PROBLEM DESCRIPTION
Copy every entry word for word, but skip the pictures.

Point-per-instance localization data:
···

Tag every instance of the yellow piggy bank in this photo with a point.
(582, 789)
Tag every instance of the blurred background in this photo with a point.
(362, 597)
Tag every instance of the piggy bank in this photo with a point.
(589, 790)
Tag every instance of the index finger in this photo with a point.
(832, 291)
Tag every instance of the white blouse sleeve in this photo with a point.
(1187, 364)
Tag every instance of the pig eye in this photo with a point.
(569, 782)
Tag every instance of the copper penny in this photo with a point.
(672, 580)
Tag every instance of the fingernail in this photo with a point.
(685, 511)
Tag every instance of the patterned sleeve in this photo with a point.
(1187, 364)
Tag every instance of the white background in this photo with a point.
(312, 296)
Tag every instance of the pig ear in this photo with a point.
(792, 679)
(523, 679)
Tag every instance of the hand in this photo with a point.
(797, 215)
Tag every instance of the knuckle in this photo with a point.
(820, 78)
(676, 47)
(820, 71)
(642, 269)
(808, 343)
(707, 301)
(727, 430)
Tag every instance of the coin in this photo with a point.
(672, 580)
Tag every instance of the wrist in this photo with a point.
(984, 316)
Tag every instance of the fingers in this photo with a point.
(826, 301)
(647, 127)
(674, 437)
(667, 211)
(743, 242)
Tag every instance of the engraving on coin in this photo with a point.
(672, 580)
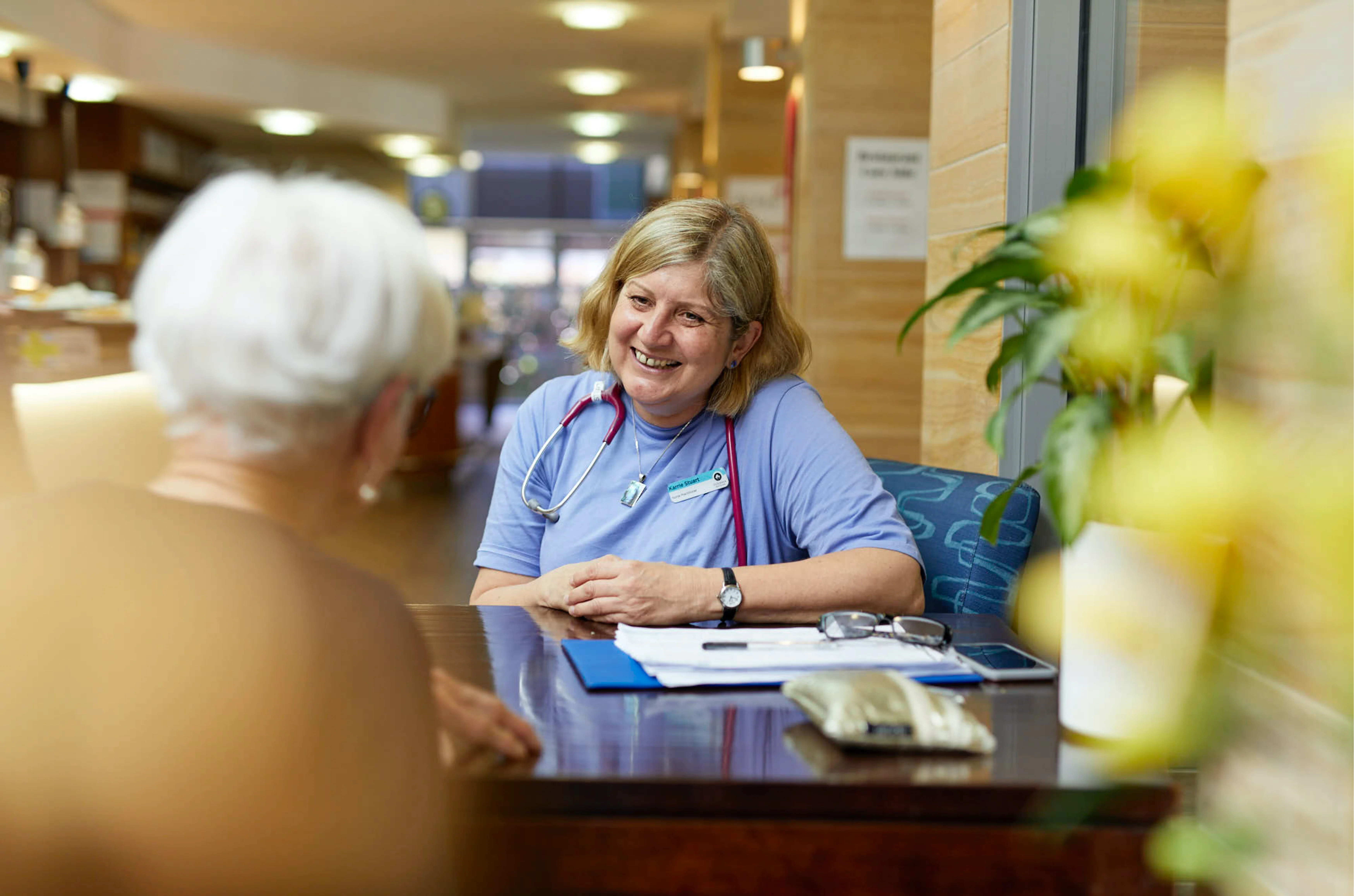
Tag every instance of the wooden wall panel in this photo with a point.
(958, 403)
(971, 116)
(970, 110)
(867, 74)
(962, 25)
(752, 122)
(969, 194)
(1291, 64)
(1180, 34)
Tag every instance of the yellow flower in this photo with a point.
(1112, 243)
(1184, 480)
(1189, 154)
(1114, 338)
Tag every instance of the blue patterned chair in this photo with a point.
(944, 508)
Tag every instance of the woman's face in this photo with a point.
(668, 344)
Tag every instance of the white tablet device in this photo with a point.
(1003, 663)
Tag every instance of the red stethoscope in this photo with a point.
(613, 397)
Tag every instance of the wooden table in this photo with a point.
(732, 791)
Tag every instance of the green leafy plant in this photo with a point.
(1105, 286)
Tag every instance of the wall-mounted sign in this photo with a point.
(885, 198)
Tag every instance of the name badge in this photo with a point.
(699, 485)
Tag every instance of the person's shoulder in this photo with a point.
(558, 394)
(785, 393)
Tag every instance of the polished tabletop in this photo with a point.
(749, 750)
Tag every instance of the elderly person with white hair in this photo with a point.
(194, 698)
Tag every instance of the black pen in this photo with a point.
(760, 645)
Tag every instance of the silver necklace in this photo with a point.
(637, 486)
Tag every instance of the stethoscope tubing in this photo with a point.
(613, 397)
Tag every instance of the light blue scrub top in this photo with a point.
(806, 488)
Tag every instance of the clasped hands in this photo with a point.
(633, 592)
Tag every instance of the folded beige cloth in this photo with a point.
(883, 710)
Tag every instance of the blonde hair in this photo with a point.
(741, 281)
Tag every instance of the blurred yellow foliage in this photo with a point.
(1189, 151)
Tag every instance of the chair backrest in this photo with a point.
(944, 508)
(105, 428)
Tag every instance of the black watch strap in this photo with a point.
(728, 616)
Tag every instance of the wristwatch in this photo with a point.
(730, 596)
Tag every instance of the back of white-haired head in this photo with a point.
(281, 308)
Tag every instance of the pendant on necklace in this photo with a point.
(633, 492)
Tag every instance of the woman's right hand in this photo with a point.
(554, 587)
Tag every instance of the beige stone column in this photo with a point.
(866, 74)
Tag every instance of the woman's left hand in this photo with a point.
(640, 593)
(475, 719)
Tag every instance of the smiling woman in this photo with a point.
(688, 320)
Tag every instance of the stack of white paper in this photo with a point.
(679, 657)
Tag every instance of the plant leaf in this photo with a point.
(1072, 446)
(992, 526)
(1085, 182)
(1019, 250)
(997, 304)
(927, 306)
(1011, 351)
(1046, 339)
(1040, 227)
(996, 430)
(1176, 354)
(994, 271)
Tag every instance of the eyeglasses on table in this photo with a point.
(910, 630)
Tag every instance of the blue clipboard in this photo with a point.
(603, 667)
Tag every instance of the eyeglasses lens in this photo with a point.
(420, 415)
(919, 631)
(842, 626)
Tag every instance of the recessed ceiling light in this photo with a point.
(288, 122)
(762, 74)
(86, 89)
(9, 44)
(598, 152)
(428, 166)
(594, 82)
(594, 17)
(49, 83)
(596, 124)
(405, 145)
(755, 63)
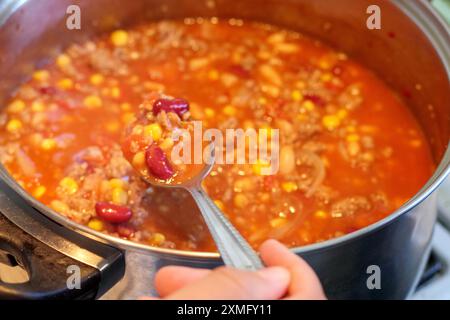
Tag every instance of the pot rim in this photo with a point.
(431, 24)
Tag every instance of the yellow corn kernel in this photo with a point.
(138, 160)
(352, 138)
(41, 75)
(48, 144)
(65, 84)
(157, 239)
(59, 206)
(115, 92)
(308, 105)
(63, 60)
(96, 225)
(213, 75)
(342, 114)
(119, 196)
(128, 117)
(262, 101)
(167, 144)
(229, 111)
(289, 186)
(69, 185)
(326, 77)
(125, 106)
(331, 122)
(39, 192)
(14, 125)
(277, 222)
(116, 183)
(113, 126)
(259, 166)
(153, 130)
(209, 113)
(96, 79)
(16, 106)
(320, 214)
(37, 106)
(93, 102)
(219, 205)
(240, 201)
(119, 38)
(297, 95)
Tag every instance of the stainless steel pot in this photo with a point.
(411, 53)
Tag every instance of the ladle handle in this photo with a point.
(233, 248)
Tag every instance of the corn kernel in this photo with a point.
(69, 185)
(289, 186)
(63, 60)
(277, 222)
(116, 183)
(128, 117)
(96, 79)
(352, 138)
(41, 75)
(113, 126)
(167, 144)
(93, 102)
(229, 111)
(48, 144)
(308, 105)
(96, 225)
(65, 84)
(342, 114)
(240, 201)
(37, 106)
(219, 205)
(259, 166)
(119, 38)
(297, 95)
(213, 75)
(125, 106)
(14, 125)
(39, 192)
(326, 77)
(262, 101)
(115, 92)
(59, 206)
(16, 106)
(138, 160)
(209, 113)
(157, 239)
(119, 196)
(320, 214)
(331, 122)
(153, 130)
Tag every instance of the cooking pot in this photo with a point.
(411, 52)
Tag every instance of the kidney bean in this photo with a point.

···

ANSWER SPACE
Tag every instance of the yellow piggy bank in this photo with a point.
(582, 789)
Tag every instance of the blurred background in this photo with a point.
(362, 597)
Tag every instance of the piggy bank in this photo with a point.
(589, 790)
Tag every instance of the index finger in this photo with a point.
(832, 291)
Tag every instance of the white blouse sleeve in this photo with a point.
(1187, 364)
Tag every instance of the pig eye in this photo with a point.
(569, 782)
Tag every instance of the copper penny in this photo with a point.
(672, 580)
Tag every instance of the fingernail in this photo with a point.
(685, 511)
Tag every instance of the patterned sleeve in this photo with a point.
(1187, 364)
Tag every instance of the white background in this photo with a point.
(312, 296)
Tag every instance of the pig ear in this photo with a point.
(792, 679)
(523, 679)
Tag every instance of the hand in this photo with a point.
(797, 215)
Tag every instance of the knuckle in this photo with a point.
(820, 78)
(676, 47)
(820, 71)
(642, 269)
(808, 343)
(707, 301)
(727, 430)
Tag every instance of the coin in this photo with a point.
(672, 580)
Tag every instance of the wrist in this photo with a point.
(984, 316)
Tag every instance of the fingers in this photo with a point.
(826, 301)
(647, 127)
(674, 437)
(667, 211)
(743, 242)
Tag every instance of the engraving on coin in this photo with a point.
(672, 580)
Tag every instance of the wooden wall panel in this photo with a point.
(958, 403)
(971, 116)
(970, 110)
(867, 74)
(962, 25)
(752, 122)
(969, 194)
(1291, 64)
(1180, 34)
Tag every instance of the yellow flower in this photo with a point.
(1112, 243)
(1184, 480)
(1189, 154)
(1114, 338)
Tag every instance of the blue patterned chair in this photo with a point.
(944, 508)
Tag every instance of the woman's face in this photo with a point.
(668, 344)
Tag every instance of the white tablet device in this photo with a point.
(1003, 663)
Tag every instance of the red stethoscope in this photo with a point.
(613, 397)
Tag every instance of the wooden table in this photo with a point.
(732, 791)
Tag every instance of the green leafy plant in this photo with a point.
(1105, 286)
Tag every instance of the wall-mounted sign in this photo with a point.
(885, 198)
Tag every instance of the name badge in this photo with a point.
(699, 485)
Tag every instance of the person's shoulder in this photo with a point.
(558, 394)
(785, 393)
Tag every instance of the polished tabletop in this photo with a point.
(749, 750)
Tag every instance of the elderly person with white hair in this photo with a point.
(194, 698)
Tag every instance of the black pen in this photo with a point.
(760, 645)
Tag every instance of the silver necklace in this photo with a point.
(637, 486)
Tag every instance of the stethoscope tubing in this photo with a point.
(613, 397)
Tag every instance of the light blue scrub top in this photo with a point.
(806, 488)
Tag every instance of the clasped hands in this photo with a point.
(633, 592)
Tag every instance of the folded beige cloth in this photo with a point.
(883, 710)
Tag every instance of the blonde hair in this photo with a point.
(741, 281)
Tag every instance of the blurred yellow foliage in this photo with a point.
(1189, 151)
Tag every instance of the chair backrest in this photo with a point.
(944, 508)
(105, 428)
Tag every instance of the black watch strap in this photo with a point.
(728, 616)
Tag every instance of the wristwatch in this photo with a point.
(730, 596)
Tag every instance of the back of white-haired head in this photo with a point.
(281, 308)
Tag every instance of the pendant on necklace in this photo with a point.
(633, 492)
Tag every instance of the woman's right hand in this photo with a point.
(554, 587)
Tag every instance of the beige stone column in this photo with a point.
(866, 74)
Tag every instance of the woman's left hand in this photo with a point.
(640, 593)
(475, 719)
Tag every instance of the smiling woman in this photo with a point.
(688, 320)
Tag every instance of the stack of white paper in this photo with a point.
(679, 657)
Tag every instance of the plant leaf in this photo with a point.
(1072, 446)
(992, 526)
(1085, 182)
(1019, 250)
(997, 304)
(927, 306)
(1011, 351)
(1046, 339)
(1040, 227)
(996, 430)
(1176, 354)
(994, 271)
Tag every instance of the eyeglasses on table in this photo with a point.
(910, 630)
Tag every instance of the blue clipboard in this photo with a point.
(603, 667)
Tag every instance of the eyeglasses lens in this photo with a point.
(420, 415)
(919, 631)
(842, 626)
Tag every instance of the recessed ceiling light in this photo with a point.
(288, 122)
(762, 74)
(86, 89)
(9, 44)
(598, 152)
(428, 166)
(594, 82)
(594, 17)
(49, 83)
(596, 124)
(405, 145)
(755, 63)
Tag every instance of the pot rim in this photo with a point.
(431, 24)
Tag every instance of the yellow corn kernel in this photo with a point.
(138, 160)
(352, 138)
(41, 75)
(48, 144)
(65, 84)
(157, 239)
(59, 206)
(115, 92)
(308, 105)
(63, 60)
(96, 225)
(213, 75)
(342, 114)
(119, 196)
(128, 117)
(262, 101)
(167, 144)
(229, 111)
(289, 186)
(69, 185)
(326, 77)
(125, 106)
(331, 122)
(39, 192)
(14, 125)
(277, 222)
(116, 183)
(113, 126)
(259, 166)
(153, 130)
(209, 113)
(96, 79)
(16, 106)
(320, 214)
(37, 106)
(93, 102)
(219, 205)
(240, 201)
(119, 38)
(297, 95)
Tag every instance of the stainless steel pot in this photo with a point.
(411, 53)
Tag every instance of the ladle handle in this photo with a point.
(233, 248)
Tag every instance of the corn kernel in this photo with a point.
(69, 185)
(289, 186)
(63, 60)
(277, 222)
(116, 183)
(128, 117)
(96, 79)
(352, 138)
(41, 75)
(113, 126)
(167, 144)
(93, 102)
(229, 111)
(48, 144)
(308, 105)
(96, 225)
(65, 84)
(342, 114)
(240, 201)
(37, 106)
(219, 205)
(259, 166)
(119, 38)
(297, 95)
(213, 75)
(125, 106)
(14, 125)
(39, 192)
(326, 77)
(262, 101)
(115, 92)
(59, 206)
(16, 106)
(138, 160)
(209, 113)
(157, 239)
(119, 196)
(320, 214)
(331, 122)
(153, 130)
Tag every instance of the cooking pot in this photo with a point.
(411, 52)
Tag every instance of the kidney bean in this photo with a point.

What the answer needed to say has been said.